BEGIN DATA LISTING
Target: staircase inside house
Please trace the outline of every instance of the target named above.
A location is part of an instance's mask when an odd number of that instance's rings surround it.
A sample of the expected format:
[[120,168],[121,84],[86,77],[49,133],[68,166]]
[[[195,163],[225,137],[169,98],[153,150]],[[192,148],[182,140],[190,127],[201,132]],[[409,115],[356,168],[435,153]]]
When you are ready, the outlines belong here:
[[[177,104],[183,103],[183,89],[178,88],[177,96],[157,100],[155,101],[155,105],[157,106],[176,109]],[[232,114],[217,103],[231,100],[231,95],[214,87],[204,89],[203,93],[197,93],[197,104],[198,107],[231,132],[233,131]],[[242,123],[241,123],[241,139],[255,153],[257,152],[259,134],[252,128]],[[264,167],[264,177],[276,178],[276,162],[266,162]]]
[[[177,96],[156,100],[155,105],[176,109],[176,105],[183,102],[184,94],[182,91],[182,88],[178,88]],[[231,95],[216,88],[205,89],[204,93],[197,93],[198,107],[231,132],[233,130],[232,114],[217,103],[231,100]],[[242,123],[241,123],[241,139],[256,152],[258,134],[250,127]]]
END DATA LISTING
BEGIN DATA LISTING
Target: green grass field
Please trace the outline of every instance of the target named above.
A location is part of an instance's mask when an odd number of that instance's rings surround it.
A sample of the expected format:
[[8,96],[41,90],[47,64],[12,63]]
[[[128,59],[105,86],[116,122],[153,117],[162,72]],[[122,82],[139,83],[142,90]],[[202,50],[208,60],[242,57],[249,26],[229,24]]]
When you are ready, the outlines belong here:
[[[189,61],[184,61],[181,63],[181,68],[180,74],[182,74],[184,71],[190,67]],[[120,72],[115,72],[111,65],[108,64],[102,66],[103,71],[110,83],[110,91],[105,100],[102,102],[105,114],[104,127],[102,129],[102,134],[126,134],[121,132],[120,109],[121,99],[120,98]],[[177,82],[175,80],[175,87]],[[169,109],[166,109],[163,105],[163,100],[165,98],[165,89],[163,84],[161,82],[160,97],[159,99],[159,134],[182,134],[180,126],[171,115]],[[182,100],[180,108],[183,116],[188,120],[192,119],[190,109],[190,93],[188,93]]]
END DATA LISTING
BEGIN DATA LISTING
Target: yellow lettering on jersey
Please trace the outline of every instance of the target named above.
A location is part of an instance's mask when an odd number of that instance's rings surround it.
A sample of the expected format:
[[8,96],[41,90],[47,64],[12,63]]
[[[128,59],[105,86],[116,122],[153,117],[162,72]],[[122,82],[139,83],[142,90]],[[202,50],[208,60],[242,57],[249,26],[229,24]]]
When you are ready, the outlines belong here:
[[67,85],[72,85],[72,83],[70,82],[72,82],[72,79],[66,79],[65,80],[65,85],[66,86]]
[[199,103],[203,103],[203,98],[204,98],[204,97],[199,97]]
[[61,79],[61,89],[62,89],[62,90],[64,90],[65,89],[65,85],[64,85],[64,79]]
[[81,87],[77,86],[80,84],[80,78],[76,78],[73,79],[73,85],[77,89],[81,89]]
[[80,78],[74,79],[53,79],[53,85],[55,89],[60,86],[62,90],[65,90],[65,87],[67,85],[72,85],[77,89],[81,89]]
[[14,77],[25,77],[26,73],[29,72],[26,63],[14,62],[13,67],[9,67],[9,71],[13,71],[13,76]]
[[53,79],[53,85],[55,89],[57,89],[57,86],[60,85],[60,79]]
END DATA LISTING
REQUIREMENT: Render the part of the records that opens with the line containing "Target: yellow lettering on jersey" and closes with the line containing "[[199,103],[203,103],[203,98],[204,98],[204,97],[199,97]]" as a Markdown table. Use the columns Row and Entry, include both of those lines, and leave out blank lines.

ANSWER TO THE TASK:
| Row | Entry |
|---|---|
| 1 | Target: yellow lettering on jersey |
| 2 | Please trace the outline of every instance of the target named above. |
| 3 | A location is part of an instance's mask when an odd number of that instance's rings surround it. |
| 4 | A sample of the expected format: |
| 5 | [[8,96],[41,90],[47,64],[12,63]] |
| 6 | [[[128,59],[105,86],[116,122],[153,117],[162,72]],[[122,82],[139,83],[142,90]],[[202,50],[208,60],[242,57],[249,26],[229,24]]] |
| 7 | When you are ready, the outlines belong here: |
| 8 | [[67,85],[72,85],[72,83],[70,82],[72,82],[72,79],[66,79],[65,80],[65,85],[66,86]] |
| 9 | [[199,103],[203,103],[203,98],[204,98],[204,97],[199,97]] |